■ **TASK TO COMPLETE**: Format each line of the records below as a JSON list of strings, one string per line, with blank lines dropped. Leave the pictures out of your answer.

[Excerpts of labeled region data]

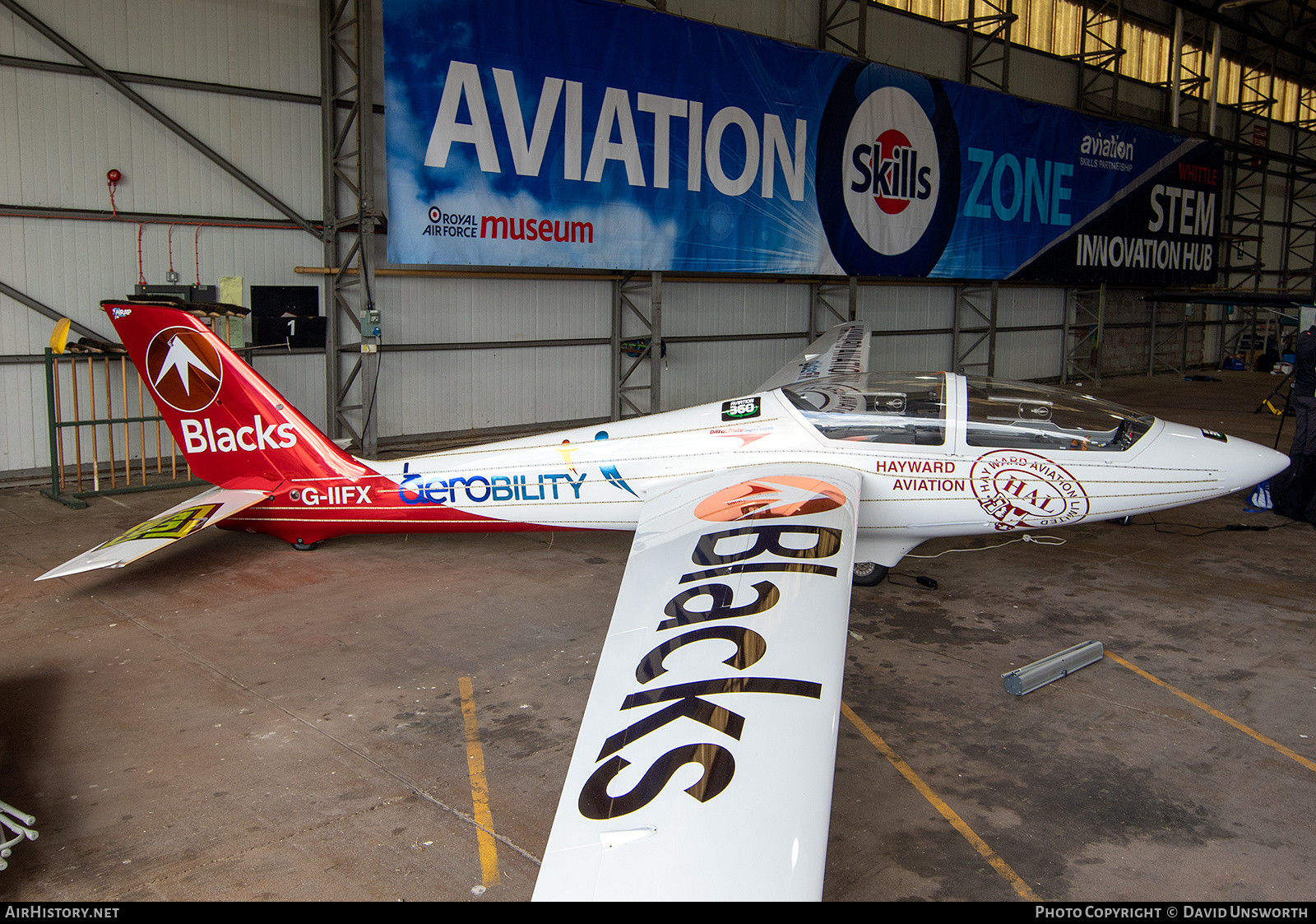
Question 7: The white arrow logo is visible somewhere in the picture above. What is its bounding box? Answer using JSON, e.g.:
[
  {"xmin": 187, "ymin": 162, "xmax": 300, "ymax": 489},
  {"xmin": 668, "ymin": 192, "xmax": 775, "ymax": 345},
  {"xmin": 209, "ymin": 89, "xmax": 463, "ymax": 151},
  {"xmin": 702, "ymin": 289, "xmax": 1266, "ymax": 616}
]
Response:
[{"xmin": 155, "ymin": 334, "xmax": 215, "ymax": 397}]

■ **SOLUTION**:
[
  "Question 7: The white arrow logo is visible somewhere in the picture above. What is its bounding box? Answer using JSON, e.g.:",
  "[",
  "  {\"xmin\": 187, \"ymin\": 162, \"xmax\": 300, \"ymax\": 489},",
  "  {\"xmin\": 668, \"ymin\": 192, \"xmax\": 775, \"ymax\": 345},",
  "  {\"xmin\": 209, \"ymin\": 89, \"xmax\": 463, \"ymax\": 151},",
  "  {\"xmin\": 702, \"ymin\": 289, \"xmax\": 1266, \"ymax\": 616}",
  "]",
  "Response:",
  "[{\"xmin\": 155, \"ymin\": 334, \"xmax\": 215, \"ymax\": 397}]"
]